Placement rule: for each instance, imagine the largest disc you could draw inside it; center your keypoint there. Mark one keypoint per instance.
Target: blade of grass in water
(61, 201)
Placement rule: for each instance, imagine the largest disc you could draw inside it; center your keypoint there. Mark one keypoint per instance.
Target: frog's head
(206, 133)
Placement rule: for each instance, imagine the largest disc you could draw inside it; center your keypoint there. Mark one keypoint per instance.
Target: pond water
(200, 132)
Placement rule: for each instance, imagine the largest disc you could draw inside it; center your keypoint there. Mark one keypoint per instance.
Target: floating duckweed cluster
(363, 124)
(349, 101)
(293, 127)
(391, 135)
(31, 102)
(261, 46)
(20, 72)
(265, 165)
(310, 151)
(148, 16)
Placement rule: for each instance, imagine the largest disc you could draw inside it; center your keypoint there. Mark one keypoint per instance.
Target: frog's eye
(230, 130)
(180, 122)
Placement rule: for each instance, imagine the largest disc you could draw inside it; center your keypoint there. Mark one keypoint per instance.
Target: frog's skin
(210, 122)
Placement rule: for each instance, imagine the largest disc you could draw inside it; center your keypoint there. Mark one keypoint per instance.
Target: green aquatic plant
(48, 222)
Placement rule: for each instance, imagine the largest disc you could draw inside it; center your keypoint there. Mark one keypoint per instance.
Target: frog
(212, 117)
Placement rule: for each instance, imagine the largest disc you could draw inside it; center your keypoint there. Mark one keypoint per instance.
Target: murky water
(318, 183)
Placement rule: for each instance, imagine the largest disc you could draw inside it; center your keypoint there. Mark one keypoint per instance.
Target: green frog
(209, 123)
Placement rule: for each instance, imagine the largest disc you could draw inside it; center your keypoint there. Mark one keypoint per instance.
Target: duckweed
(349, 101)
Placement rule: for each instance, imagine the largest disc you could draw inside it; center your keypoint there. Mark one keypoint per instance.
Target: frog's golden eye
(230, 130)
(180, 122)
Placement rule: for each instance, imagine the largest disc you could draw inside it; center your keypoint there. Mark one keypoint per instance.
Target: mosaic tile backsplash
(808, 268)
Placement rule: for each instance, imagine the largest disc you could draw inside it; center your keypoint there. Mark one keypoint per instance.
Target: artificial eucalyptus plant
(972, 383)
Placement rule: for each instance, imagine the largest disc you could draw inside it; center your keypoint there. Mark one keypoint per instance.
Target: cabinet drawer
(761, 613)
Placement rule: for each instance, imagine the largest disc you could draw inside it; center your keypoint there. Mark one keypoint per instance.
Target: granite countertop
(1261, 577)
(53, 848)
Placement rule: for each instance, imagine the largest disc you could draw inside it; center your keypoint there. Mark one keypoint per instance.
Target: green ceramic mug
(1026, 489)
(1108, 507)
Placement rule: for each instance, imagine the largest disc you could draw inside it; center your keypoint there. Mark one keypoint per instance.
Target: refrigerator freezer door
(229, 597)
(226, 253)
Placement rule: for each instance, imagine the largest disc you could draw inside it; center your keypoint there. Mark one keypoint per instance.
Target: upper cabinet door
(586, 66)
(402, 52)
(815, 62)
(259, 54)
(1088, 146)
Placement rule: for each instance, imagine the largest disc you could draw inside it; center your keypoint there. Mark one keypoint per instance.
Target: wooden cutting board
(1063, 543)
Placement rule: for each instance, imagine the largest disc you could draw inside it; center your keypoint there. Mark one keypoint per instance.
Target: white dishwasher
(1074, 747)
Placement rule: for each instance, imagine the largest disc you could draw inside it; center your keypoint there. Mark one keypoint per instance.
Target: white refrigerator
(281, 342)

• Given exercise: Above are some records; extract every one of them exactly.

• Written solution:
Placement rule: for each instance, imagine the largest disc you could draw inside it; center your keypoint there. Mark one keypoint per instance.
Target: blade of grass in water
(61, 201)
Placement rule: for each instance, imagine the largest disc you could draw inside it; center your keypoint there. Mark one keypoint per instance.
Target: frog's head
(206, 133)
Placement rule: for each instance, imagine the largest disc you could draw inside it; center your keypoint there. Mark one keypoint per instance.
Target: pond water
(200, 132)
Placement rule: for each instance, imagine the largest disc you could draw inside it; center your keypoint there. Mark one keypoint per instance.
Target: floating duckweed cluster
(363, 124)
(349, 101)
(293, 127)
(391, 135)
(31, 102)
(261, 46)
(20, 72)
(265, 165)
(310, 151)
(148, 16)
Placement rule: for each instance, imagine the largest disc you could draw inside it; center your keypoint there. Mark one keypoint per instance.
Target: frog's eye
(230, 130)
(180, 122)
Placement rule: for each instance, imagine the largest disc you could draw inside it; center your keypoint there. Mark one keypoint per instance.
Target: frog's skin
(210, 122)
Placement rule: for each instance, imagine the largest disc you could draw inside it; center your keypoint there. Mark one keypoint per instance.
Target: green aquatic plant
(48, 222)
Placement rule: for each instance, imagine the largest disc you could draw inside it; center your keypoint there. Mark one keypoint per instance.
Target: frog
(212, 117)
Placement rule: for each instance, imagine the largest disc you could draw inside it; center your keypoint there. Mark one keypoint per instance.
Target: murky water
(318, 183)
Placement rule: for each instance, imagine the largest disc you could draw inside it; center your keypoint there. Mark one keypoint per instance.
Target: green frog
(209, 123)
Placement rule: for each instance, imagine the largest disc you could draw inside it; center your keypoint there. Mark one keypoint per instance.
Target: duckweed
(349, 101)
Placement rule: for each instance, imagine the largest disc you could draw inside it; center your keypoint there. Mark one keypoint per instance.
Target: frog's golden eye
(230, 130)
(180, 122)
Placement rule: for each instance, imagine the largest disc you could draw inside it; center your keypoint there. Mark one keypoint per instance.
Target: mosaic tile backsplash
(808, 268)
Placement rule: for each instance, imagine the largest disc you could draw inside it; center your keypoint there. Mark one keypoint per instance.
Target: artificial eucalyptus plant
(972, 383)
Placement rule: for each instance, imagine the largest disc you could draw inside it; center your keypoint there. Mark one keypoint per instance.
Target: cabinet drawer
(761, 613)
Placement rule: for each instance, imagine the largest disc you could draw inside it; center your keypoint there. Mark one keypoint per instance.
Target: granite countertop
(1261, 577)
(53, 848)
Placement rule: for each instance, imagine the largest disc you could draw inside it; center your keypoint there. Mark one keypoint per instance.
Target: green ceramic mug
(1026, 489)
(1108, 507)
Placement rule: for each instance, imagine the largest disc you could draw inside it; center your keypoint there. Mark one keypoint per instance.
Target: refrigerator freezer door
(229, 597)
(226, 253)
Placement rule: for each instance, imagine the largest disc you could draw inside it; center your keypoint there. Mark one keypoint per instance.
Target: upper cabinet door
(586, 66)
(402, 52)
(815, 62)
(259, 54)
(1088, 146)
Placement rule: for each instance, imagine the largest disc you could draw inside it; center your keypoint there. Mark one keypoint per instance.
Target: wooden cutting board
(1063, 543)
Placement rule: for each instance, imagine the largest disc you could draw inside it; center your keypoint there. Mark one keypoint per instance.
Target: white dishwasher
(1074, 747)
Placement rule: for each instance, imagine the largest disc you could draw inside it; center your keypoint there. Mark one keypoint per instance.
Target: white refrigerator
(281, 342)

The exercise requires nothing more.